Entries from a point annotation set
::::

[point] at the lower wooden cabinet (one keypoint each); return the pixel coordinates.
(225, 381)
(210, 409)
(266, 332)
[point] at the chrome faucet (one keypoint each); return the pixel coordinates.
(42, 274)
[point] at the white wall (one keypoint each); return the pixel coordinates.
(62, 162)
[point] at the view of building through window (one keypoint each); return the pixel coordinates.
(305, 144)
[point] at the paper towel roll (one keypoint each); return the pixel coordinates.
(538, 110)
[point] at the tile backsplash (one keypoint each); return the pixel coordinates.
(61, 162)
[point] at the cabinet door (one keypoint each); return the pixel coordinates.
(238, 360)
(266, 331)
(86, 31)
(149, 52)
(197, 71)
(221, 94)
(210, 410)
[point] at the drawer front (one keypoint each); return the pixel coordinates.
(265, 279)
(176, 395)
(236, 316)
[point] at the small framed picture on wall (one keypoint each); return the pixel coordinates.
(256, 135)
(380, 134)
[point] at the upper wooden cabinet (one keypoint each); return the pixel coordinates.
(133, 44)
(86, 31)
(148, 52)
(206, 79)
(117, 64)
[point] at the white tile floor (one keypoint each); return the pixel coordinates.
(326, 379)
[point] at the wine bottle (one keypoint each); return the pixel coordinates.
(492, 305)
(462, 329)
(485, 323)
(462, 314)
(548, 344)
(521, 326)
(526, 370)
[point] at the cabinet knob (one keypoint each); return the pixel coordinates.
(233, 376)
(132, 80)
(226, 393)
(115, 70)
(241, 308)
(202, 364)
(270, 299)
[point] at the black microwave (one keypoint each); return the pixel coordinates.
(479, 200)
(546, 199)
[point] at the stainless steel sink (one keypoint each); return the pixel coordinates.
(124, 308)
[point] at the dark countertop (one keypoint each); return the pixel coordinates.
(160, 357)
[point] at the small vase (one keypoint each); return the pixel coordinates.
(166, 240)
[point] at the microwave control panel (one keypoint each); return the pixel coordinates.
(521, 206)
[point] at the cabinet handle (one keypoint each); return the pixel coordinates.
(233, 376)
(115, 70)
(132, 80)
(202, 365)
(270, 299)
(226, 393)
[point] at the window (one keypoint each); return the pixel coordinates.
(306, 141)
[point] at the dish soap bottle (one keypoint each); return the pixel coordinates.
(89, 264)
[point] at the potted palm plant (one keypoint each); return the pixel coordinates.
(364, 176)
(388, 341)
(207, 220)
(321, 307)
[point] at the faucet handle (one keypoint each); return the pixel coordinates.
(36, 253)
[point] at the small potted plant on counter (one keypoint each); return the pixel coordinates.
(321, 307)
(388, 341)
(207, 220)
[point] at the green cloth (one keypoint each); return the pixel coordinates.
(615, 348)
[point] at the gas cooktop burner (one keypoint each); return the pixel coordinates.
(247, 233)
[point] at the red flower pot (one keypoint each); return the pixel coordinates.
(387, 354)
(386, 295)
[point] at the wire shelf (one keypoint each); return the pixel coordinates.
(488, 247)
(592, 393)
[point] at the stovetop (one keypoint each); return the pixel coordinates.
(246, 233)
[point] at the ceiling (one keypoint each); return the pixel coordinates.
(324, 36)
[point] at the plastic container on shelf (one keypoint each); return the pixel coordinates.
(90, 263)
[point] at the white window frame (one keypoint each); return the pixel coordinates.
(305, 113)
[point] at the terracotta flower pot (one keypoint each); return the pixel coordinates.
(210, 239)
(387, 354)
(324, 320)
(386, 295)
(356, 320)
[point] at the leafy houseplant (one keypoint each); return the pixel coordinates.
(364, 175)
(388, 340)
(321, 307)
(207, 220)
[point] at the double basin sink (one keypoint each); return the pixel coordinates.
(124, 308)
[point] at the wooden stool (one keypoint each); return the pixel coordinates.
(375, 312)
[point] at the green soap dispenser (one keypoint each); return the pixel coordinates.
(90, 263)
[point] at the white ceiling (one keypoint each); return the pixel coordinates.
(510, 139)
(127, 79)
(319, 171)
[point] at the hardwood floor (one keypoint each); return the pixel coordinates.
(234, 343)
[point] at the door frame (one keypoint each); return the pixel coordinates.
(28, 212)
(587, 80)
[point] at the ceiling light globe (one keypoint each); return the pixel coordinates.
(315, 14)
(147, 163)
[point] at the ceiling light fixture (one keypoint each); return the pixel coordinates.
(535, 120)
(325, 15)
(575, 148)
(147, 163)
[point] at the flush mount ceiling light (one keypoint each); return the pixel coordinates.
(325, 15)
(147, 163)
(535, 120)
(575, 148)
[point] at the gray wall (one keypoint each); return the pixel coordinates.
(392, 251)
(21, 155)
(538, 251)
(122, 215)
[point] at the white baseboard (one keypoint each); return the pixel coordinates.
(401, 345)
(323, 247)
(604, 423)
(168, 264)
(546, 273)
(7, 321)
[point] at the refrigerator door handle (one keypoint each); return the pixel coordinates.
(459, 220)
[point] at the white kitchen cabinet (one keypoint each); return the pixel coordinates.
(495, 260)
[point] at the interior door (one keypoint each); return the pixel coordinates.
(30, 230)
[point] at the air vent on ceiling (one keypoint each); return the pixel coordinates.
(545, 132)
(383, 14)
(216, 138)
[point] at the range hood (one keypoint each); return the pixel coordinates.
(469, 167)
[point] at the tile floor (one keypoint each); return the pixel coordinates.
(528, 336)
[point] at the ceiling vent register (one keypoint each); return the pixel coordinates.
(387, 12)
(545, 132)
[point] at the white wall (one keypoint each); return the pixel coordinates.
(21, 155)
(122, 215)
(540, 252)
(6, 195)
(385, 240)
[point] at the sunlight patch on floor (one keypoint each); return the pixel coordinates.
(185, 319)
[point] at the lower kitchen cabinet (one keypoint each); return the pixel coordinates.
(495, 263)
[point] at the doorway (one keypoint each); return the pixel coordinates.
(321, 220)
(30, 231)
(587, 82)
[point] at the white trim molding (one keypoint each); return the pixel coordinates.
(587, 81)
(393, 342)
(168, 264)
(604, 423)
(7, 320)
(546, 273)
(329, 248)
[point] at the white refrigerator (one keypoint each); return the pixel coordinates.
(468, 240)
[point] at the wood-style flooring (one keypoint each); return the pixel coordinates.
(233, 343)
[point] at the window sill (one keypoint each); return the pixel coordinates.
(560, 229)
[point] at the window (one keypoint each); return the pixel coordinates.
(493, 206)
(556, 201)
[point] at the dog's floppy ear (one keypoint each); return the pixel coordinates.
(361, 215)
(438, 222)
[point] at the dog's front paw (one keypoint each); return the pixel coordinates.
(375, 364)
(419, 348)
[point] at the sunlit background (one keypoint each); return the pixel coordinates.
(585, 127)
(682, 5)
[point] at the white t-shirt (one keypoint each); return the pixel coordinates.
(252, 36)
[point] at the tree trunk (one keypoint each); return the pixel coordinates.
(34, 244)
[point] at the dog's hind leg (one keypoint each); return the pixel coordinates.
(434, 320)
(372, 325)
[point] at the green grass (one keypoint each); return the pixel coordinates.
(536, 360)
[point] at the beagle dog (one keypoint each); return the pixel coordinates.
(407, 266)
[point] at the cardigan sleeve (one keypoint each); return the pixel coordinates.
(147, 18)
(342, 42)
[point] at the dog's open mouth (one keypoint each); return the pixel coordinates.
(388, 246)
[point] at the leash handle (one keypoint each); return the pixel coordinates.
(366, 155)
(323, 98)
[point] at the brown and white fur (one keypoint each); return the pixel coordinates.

::::

- WHAT IS EXPECTED: Repeat every entry exactly, please.

- FINISHED EXERCISE:
[point] at the lower wooden cabinet (one keypoint each); return the pixel coordinates.
(225, 381)
(210, 409)
(266, 332)
[point] at the chrome faucet (one keypoint each); return the pixel coordinates.
(42, 274)
[point] at the white wall (one keypoint each); return the pixel coordinates.
(62, 162)
[point] at the view of building through window (one keypoint each); return the pixel coordinates.
(305, 144)
[point] at the paper towel roll (one keypoint each); return the pixel coordinates.
(538, 110)
[point] at the tile backsplash (one keypoint each); return the pixel coordinates.
(61, 162)
[point] at the cabinet door (one keypoint each); return the pixel coordinates.
(238, 360)
(266, 331)
(86, 31)
(149, 52)
(197, 71)
(221, 94)
(210, 410)
[point] at the drawer front (one keypoint each); return the pixel coordinates.
(265, 279)
(176, 395)
(236, 316)
[point] at the small framed picture on wall (one keypoint each); return the pixel coordinates.
(256, 135)
(380, 134)
[point] at the upper wooden cabinet (one keypoint each); return the pixel coordinates.
(133, 44)
(86, 31)
(148, 52)
(206, 79)
(117, 64)
[point] at the white tile floor (one keypoint each); return the pixel coordinates.
(326, 379)
[point] at the wine bottle (one keypoint each); return the pixel coordinates.
(492, 305)
(462, 329)
(485, 323)
(462, 314)
(548, 344)
(521, 326)
(526, 370)
[point] at the cabinet knob (one keypoint each); return the pixel coordinates.
(233, 376)
(132, 80)
(226, 393)
(115, 70)
(241, 308)
(202, 364)
(270, 299)
[point] at the black microwave (one keypoint each); return the pixel coordinates.
(479, 200)
(546, 199)
[point] at the stainless steel sink (one keypoint each); return the pixel coordinates.
(124, 308)
[point] at the dark countertop (one keypoint each); return the pixel coordinates.
(160, 357)
[point] at the small vase (one keypoint each); return the pixel coordinates.
(166, 240)
[point] at the microwave control panel (one keypoint each); return the pixel coordinates.
(521, 206)
[point] at the cabinet handle (one keypoint each); return the pixel coordinates.
(233, 376)
(115, 70)
(132, 80)
(202, 365)
(270, 299)
(226, 393)
[point] at the window (one keypoint each); return the pixel coordinates.
(306, 141)
[point] at the dish soap bottle (one keypoint each); return the pixel coordinates.
(89, 264)
[point] at the potted palm plant (one keypoint each); return the pixel coordinates.
(364, 176)
(388, 341)
(207, 220)
(321, 307)
[point] at the faucet handle (one keypoint each); return the pixel coordinates.
(36, 253)
[point] at the small potted plant on counter (one keypoint each); return the pixel coordinates.
(321, 307)
(388, 341)
(207, 220)
[point] at the green cloth (one keypoint each); return the pixel coordinates.
(615, 348)
[point] at the gas cooktop burner (one keypoint each); return the pixel coordinates.
(247, 233)
[point] at the red flower pot (one keypoint each); return the pixel coordinates.
(387, 354)
(386, 295)
[point] at the wire shelf (one keypoint each); return the pixel coordinates.
(488, 247)
(592, 393)
[point] at the stovetop (one keypoint each); return the pixel coordinates.
(246, 233)
[point] at the ceiling (one keypoint each); return the pixel coordinates.
(324, 36)
[point] at the plastic container on shelf (one keypoint each); return the pixel coordinates.
(90, 263)
[point] at the white window frame (one keypoint each); return the pixel coordinates.
(305, 113)
[point] at the terracotta flower pot (one keypoint each); return the pixel coordinates.
(210, 239)
(387, 354)
(324, 320)
(386, 295)
(356, 320)
[point] at the leafy houseplant (one keypoint each); return the pixel coordinates.
(364, 175)
(388, 340)
(321, 307)
(207, 220)
[point] at the double basin sink (one keypoint each); return the pixel coordinates.
(124, 308)
[point] at the wooden stool (one keypoint each); return the pixel coordinates.
(375, 312)
[point] at the green soap dispenser (one keypoint each); return the pixel coordinates.
(90, 263)
[point] at the white ceiling (one keypoint each); return the pixel coordinates.
(510, 139)
(127, 79)
(319, 171)
[point] at the hardwood floor (one keypoint each); return the pixel coordinates.
(234, 343)
[point] at the door frame (one keypoint each); return the pixel coordinates.
(28, 212)
(587, 80)
[point] at the ceiling light globe (one keypoint each); return the pixel coordinates.
(315, 14)
(147, 163)
[point] at the ceiling light fixture (one keypoint each); return the pixel coordinates.
(535, 120)
(325, 15)
(575, 148)
(147, 163)
[point] at the flush mount ceiling light (one keypoint each); return the pixel coordinates.
(325, 15)
(147, 163)
(535, 120)
(575, 148)
[point] at the gray wall (one keypoint each); return the pixel coordinates.
(392, 251)
(21, 155)
(538, 251)
(122, 215)
[point] at the white baseboard (one keypoint each); return the pixel coordinates.
(401, 345)
(323, 247)
(604, 423)
(168, 264)
(546, 273)
(7, 321)
[point] at the refrigerator door handle (one keypoint each); return the pixel coordinates.
(459, 220)
[point] at the white kitchen cabinet (one keypoint each); return the pixel coordinates.
(495, 260)
[point] at the interior door (one keypoint each); return the pixel coordinates.
(30, 230)
[point] at the air vent on ceiling (one keypoint each); return the pixel coordinates.
(545, 132)
(383, 14)
(216, 138)
[point] at the range hood (one keypoint each); return the pixel coordinates.
(469, 167)
[point] at the tile floor (one keypoint each); return the pixel coordinates.
(528, 336)
[point] at the ceiling vent register (one keypoint each); return the pixel coordinates.
(387, 12)
(545, 132)
[point] at the white wall (one keypoint each); return the pixel coordinates.
(21, 155)
(122, 215)
(540, 252)
(6, 195)
(385, 240)
[point] at the sunlight patch on floor (one keypoint each); return the pixel coordinates.
(185, 319)
[point] at the lower kitchen cabinet (one keypoint each); return the pixel coordinates.
(495, 263)
[point] at the doorway (one keypoint each); return the pixel coordinates.
(321, 220)
(30, 231)
(587, 82)
[point] at the white trim molding (one keypoint each); return the pixel coordinates.
(587, 81)
(393, 342)
(168, 264)
(604, 423)
(7, 320)
(546, 273)
(329, 248)
[point] at the white refrigerator (one keypoint each); return the pixel coordinates.
(468, 240)
[point] at the wood-style flooring (one keypoint each); return the pixel coordinates.
(233, 343)
[point] at the window sill (one keypoint each); return the pixel coordinates.
(560, 229)
[point] at the window (one keypoint each); return the pixel coordinates.
(493, 206)
(556, 201)
[point] at the dog's floppy ear (one keypoint each); return the pixel coordinates.
(361, 215)
(438, 222)
[point] at the dog's front paw (one keypoint each); return the pixel coordinates.
(375, 364)
(419, 348)
[point] at the sunlit background (one keypoint each); return the pixel coordinates.
(585, 127)
(682, 5)
[point] at the white t-shirt (one keypoint each); return the pixel coordinates.
(252, 36)
[point] at the tree trunk (one keypoint each); return the pixel coordinates.
(34, 244)
[point] at the dog's hind leg (one keypoint each); return the pixel coordinates.
(434, 320)
(372, 325)
[point] at the green grass (one keypoint each); return the pixel coordinates.
(536, 360)
[point] at the beagle dog (one keypoint each); return the pixel coordinates.
(407, 266)
[point] at the cardigan sleeve (one keypoint each); return the pixel coordinates.
(147, 18)
(342, 42)
[point] at the dog's open mouth (one keypoint each); return the pixel coordinates.
(388, 246)
[point] at the leash handle (one keypoint each); return the pixel coordinates.
(366, 155)
(323, 98)
[point] at the brown and white fur (one keypoint each); return the pixel coordinates.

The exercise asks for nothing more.